Additionality


Dec 15th, 2009 5:46 PM UTC
By Joseph Powell

In the second of his posts looking at the issues being discussed in Copenhagen, Jo Powell looks at the question of additionally…

Of all the complex climate change speak it is ‘additionality’ that is the word most on the lips of the developing country negotiators at Copenhagen this week. They are worried that aid, which has already been pledged to help them reach the Millennium Development Goals (MDGs), is now being re-allocated to spend on adapting to the effects of climate change. Ethiopian Prime Minister Meles Zenawi has described this as ‘phoney money’, the result of underhand double-counting and not a genuine commitment to assist those least responsible for the emissions that are already causing such great harm.

It is because of this that we at ONE are pushing the principle of additionality so hard at Copenhagen, and are calling on the negotiators to include the following sentence in any agreement:

Climate financing specified in this agreement will be new funding, additional to existing and promised aid flows. Development promises will be kept in full.

Information provided:
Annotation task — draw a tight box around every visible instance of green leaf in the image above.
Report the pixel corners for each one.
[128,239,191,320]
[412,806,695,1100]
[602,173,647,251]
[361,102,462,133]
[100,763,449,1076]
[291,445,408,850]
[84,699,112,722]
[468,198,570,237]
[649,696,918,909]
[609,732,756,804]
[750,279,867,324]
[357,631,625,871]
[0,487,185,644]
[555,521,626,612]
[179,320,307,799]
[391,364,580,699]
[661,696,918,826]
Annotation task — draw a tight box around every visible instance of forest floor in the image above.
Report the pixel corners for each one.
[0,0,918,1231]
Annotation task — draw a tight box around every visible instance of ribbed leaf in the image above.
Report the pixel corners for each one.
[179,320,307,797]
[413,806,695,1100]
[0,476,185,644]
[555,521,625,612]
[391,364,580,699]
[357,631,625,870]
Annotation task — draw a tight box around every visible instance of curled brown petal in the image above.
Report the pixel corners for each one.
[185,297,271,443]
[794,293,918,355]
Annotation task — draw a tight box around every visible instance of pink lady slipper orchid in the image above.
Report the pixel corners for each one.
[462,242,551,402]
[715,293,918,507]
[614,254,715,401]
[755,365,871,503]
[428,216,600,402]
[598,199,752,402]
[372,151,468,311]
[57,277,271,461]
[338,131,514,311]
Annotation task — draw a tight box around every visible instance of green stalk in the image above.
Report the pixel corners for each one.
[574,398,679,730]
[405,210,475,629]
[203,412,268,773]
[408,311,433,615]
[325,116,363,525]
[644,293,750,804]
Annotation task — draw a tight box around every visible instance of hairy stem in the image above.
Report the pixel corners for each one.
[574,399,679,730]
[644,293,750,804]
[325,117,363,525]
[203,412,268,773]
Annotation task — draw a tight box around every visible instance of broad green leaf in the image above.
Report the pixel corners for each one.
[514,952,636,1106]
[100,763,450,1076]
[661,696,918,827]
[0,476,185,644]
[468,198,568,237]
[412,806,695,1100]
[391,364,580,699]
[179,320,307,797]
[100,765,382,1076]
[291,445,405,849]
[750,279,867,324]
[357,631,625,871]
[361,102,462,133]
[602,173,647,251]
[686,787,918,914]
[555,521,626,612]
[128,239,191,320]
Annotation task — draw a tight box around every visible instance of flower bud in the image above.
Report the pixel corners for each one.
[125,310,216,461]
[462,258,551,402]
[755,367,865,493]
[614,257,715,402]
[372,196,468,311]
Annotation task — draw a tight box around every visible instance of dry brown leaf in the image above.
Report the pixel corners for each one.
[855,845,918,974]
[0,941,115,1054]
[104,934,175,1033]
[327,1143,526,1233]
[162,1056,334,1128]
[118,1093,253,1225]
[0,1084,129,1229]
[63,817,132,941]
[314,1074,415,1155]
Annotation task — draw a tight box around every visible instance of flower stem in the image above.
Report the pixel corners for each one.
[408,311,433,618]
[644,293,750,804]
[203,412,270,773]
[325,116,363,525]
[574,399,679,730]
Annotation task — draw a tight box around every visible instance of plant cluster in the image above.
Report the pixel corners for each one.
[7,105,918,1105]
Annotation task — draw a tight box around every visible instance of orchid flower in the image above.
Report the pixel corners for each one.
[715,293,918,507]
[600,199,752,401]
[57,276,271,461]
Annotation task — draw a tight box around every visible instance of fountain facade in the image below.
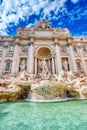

What you are asked to do:
Extract the portion of the additionality post above, from "Of all the complex" up to and including "such great harm.", without changing any wording.

Answer space:
Of all the complex climate change speak it is ‘additionality’ that is the word most on the lips of the developing country negotiators at Copenhagen this week. They are worried that aid, which has already been pledged to help them reach the Millennium Development Goals (MDGs), is now being re-allocated to spend on adapting to the effects of climate change. Ethiopian Prime Minister Meles Zenawi has described this as ‘phoney money’, the result of underhand double-counting and not a genuine commitment to assist those least responsible for the emissions that are already causing such great harm.